**The exercise:**
Can you reproduce, word for word, the lines of the entries below, starting with the line that contains "Look at the photograph above. For each instance of the yellow" and going on through the last line of the entries?

**Material for the task:**

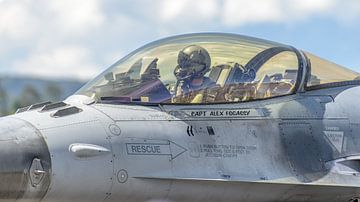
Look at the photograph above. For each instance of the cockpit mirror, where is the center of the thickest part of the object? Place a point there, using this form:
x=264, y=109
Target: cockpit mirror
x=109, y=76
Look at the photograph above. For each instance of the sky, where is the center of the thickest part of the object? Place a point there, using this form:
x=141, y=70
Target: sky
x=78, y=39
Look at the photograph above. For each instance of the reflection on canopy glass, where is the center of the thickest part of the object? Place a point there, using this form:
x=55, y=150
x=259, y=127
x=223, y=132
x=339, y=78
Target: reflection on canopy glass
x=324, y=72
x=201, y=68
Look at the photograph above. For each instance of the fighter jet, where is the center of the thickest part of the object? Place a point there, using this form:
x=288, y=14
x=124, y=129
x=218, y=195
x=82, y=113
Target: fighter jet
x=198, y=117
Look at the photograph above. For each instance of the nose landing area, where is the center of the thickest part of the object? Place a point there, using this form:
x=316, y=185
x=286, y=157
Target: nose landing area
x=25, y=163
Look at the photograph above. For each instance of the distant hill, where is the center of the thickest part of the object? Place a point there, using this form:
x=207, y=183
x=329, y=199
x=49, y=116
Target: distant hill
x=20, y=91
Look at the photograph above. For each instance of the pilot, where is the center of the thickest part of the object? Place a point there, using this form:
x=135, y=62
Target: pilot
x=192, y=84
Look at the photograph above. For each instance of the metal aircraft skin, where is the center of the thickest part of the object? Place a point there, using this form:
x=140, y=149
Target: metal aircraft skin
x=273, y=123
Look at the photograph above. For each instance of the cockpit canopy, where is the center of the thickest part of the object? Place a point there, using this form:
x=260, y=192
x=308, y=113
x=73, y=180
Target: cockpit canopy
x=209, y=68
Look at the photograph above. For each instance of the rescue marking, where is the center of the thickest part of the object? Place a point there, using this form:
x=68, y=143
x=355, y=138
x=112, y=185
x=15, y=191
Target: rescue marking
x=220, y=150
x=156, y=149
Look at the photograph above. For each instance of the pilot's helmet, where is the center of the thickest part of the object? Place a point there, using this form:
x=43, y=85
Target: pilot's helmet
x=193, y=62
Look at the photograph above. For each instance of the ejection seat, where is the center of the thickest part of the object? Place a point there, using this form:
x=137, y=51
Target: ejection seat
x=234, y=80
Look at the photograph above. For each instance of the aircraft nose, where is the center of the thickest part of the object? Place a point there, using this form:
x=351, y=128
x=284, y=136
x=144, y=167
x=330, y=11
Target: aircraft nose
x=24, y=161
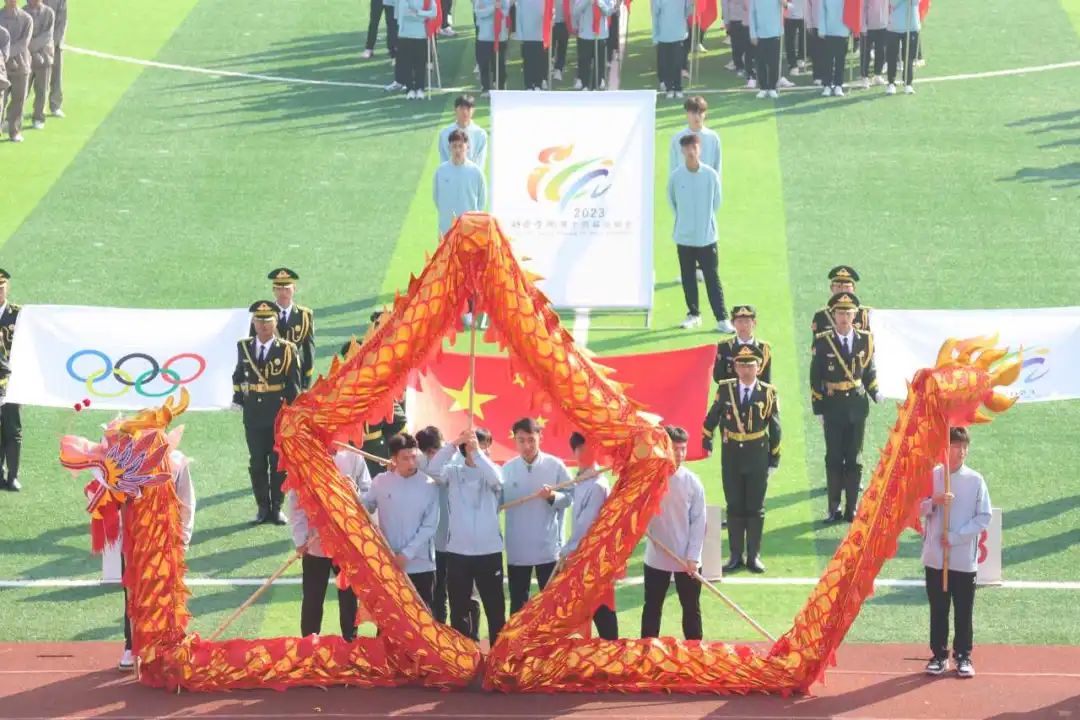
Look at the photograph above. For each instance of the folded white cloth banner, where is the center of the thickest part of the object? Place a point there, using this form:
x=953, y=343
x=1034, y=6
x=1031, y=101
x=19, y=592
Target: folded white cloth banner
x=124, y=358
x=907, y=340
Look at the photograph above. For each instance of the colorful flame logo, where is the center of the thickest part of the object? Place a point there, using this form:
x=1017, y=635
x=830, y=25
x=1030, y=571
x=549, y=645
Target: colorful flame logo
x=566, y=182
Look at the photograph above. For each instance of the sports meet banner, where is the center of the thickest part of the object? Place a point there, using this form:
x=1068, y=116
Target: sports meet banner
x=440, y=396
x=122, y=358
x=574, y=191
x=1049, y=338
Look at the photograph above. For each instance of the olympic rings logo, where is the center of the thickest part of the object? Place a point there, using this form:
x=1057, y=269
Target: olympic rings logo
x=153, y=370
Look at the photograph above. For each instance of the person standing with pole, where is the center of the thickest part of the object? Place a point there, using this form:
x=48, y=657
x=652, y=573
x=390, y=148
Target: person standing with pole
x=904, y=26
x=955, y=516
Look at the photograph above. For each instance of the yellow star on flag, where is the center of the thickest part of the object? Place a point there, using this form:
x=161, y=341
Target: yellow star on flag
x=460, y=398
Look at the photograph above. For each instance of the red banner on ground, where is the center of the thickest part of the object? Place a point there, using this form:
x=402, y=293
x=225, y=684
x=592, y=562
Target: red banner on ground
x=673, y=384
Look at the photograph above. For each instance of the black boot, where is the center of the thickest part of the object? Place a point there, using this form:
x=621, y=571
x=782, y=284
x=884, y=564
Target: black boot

**Result of the exercise:**
Look at the photograph above. For each instance of the yellow star on flag, where is the center of the thickest part of the object? Place a point there, using this form:
x=161, y=341
Target: yellow star on flag
x=460, y=398
Look at the photograph above. For each instance of the red banner on ground, where is the center of the thickest part of the object? Place a point there, using this form:
x=402, y=293
x=225, y=684
x=592, y=562
Target: red banner on ground
x=673, y=384
Look at the photograph above. For each instance of the black boot, where is the center of the thickest part of the object? Place a point there, using this form:
x=621, y=571
x=782, y=284
x=884, y=564
Target: black boot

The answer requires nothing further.